_Extract provided:_

-------

The Old Place had a Hinge to my Soul

by Mike Hamer

The Old Place Had a Hinge to My Soul

I was sipping a morning cup of coffee and enjoying the memory of the jam session several friends and I had had the night before. The phone rang, but since I was at my girlfriend’s house, I didn’t pay much attention. Susan hung up and said, “There has been a fire at your house.” I ran out the door, jumped into my white ’65 Plymouth Valiant, and headed home.

At the time I was in my early thirties. I was a skinny guy with long brown hair who always wore a cap, a flannel shirt and either jeans or overalls. I was piecing together a living by playing in four different bands as either bass or guitar player. I also did some substitute teaching at a school for dropouts, and from time to time I was a carpenter’s helper. I was also an avid organic gardener with a goal of raising all the vegetables I’d eat. I wasn’t in the wheelchair yet so I was able to live quite inexpensively.

My house was about 15 miles through eastern North Carolina farm country from Susan’s. It was fall, and I noticed the recently harvested peanut fields, the yellowing leaves of the soybeans that hadn’t been picked yet, the reddish cotton plants with their fuzzy white tops, the barren tobacco and corn stalks that stood up like rickety sticks in long rows, the trees with reddish, brown and yellow leaves, and I thought about my house. I wondered if any of it was still there.

I loved that big old farmhouse from the first time I set foot in it. The two-story house likely hadn’t seen any paint in 20 years, which was part of its charm. The place had upstairs and downstairs porches, and its most distinctive feature was the etched glass in the porch door showing two children playing. Another dominant feature was the presence of the large oak trees on two sides in the front. They were likely “husband and wife” trees. In the late 19th century, when a couple built a house, they would plant a pair of oaks. These trees would provide much-needed shade in an era before air conditioning. Another attraction of my home was its rent. $75 for a five bedroom house was a bargain, even if the wind occasionally whistled through the walls. If I couldn’t live at the farmhouse, I might have to rent a more expensive place in town.

As I drove closer to Belvoir, I started to get a lump in my stomach. Was my house totally burned or maybe just a bit burned? I had trouble imagining not living in the place; I’d been there seven years. Immediately, memories flooded my mind. There was the time Charles, the landlord’s son, had come over with his rifle at my bidding because there was a rattlesnake beside my car, only 15 feet from the house and in a yard full of kittens and dogs. I remembered my first housemates. Six of us lived together for two years. We cooked, partied, and talked endlessly about books, music and politics. Huddling under sleeping bags in the living room, we drank tequila when we ran out of firewood. Our first year together was great; the second was not.

-------

_Listed records:_
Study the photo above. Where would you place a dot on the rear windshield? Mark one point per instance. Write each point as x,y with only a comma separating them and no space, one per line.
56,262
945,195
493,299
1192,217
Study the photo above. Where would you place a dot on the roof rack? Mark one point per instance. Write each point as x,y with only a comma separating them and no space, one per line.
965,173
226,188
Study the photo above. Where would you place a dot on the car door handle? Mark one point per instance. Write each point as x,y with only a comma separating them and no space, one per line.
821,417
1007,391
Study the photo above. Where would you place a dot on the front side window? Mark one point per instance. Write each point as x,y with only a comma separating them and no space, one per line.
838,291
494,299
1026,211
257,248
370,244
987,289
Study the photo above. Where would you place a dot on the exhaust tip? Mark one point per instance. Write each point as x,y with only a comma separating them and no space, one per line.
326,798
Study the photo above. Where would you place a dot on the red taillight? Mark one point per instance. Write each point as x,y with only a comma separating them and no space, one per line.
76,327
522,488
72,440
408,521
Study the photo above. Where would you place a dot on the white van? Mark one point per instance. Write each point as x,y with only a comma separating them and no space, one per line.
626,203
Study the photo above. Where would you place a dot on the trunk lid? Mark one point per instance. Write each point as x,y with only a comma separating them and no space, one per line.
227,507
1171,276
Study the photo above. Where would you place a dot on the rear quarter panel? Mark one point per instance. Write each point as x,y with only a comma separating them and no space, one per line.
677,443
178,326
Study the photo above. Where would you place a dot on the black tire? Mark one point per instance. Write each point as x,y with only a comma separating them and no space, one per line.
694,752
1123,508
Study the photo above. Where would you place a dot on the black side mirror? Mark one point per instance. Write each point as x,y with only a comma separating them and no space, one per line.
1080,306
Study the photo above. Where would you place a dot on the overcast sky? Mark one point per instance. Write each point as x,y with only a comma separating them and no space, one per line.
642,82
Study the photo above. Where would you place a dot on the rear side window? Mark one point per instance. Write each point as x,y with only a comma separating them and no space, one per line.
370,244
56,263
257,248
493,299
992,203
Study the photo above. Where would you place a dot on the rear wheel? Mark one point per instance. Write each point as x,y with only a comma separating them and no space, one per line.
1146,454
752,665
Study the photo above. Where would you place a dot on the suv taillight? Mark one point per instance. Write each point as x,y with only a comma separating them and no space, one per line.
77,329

-------

_Task 1:_ Name every crop that the farmhouse essay mentions seeing in the fields on the drive home.
_Task 2:_ Retype the farmhouse essay from "I was sipping" up to and including "live quite inexpensively.", keeping every character as in the original.

_Expected answer 1:_ peanuts, soybeans, cotton, tobacco, corn

_Expected answer 2:_
I was sipping a morning cup of coffee and enjoying the memory of the jam session several friends and I had had the night before. The phone rang, but since I was at my girlfriend’s house, I didn’t pay much attention. Susan hung up and said, “There has been a fire at your house.” I ran out the door, jumped into my white ’65 Plymouth Valiant, and headed home.

At the time I was in my early thirties. I was a skinny guy with long brown hair who always wore a cap, a flannel shirt and either jeans or overalls. I was piecing together a living by playing in four different bands as either bass or guitar player. I also did some substitute teaching at a school for dropouts, and from time to time I was a carpenter’s helper. I was also an avid organic gardener with a goal of raising all the vegetables I’d eat. I wasn’t in the wheelchair yet so I was able to live quite inexpensively.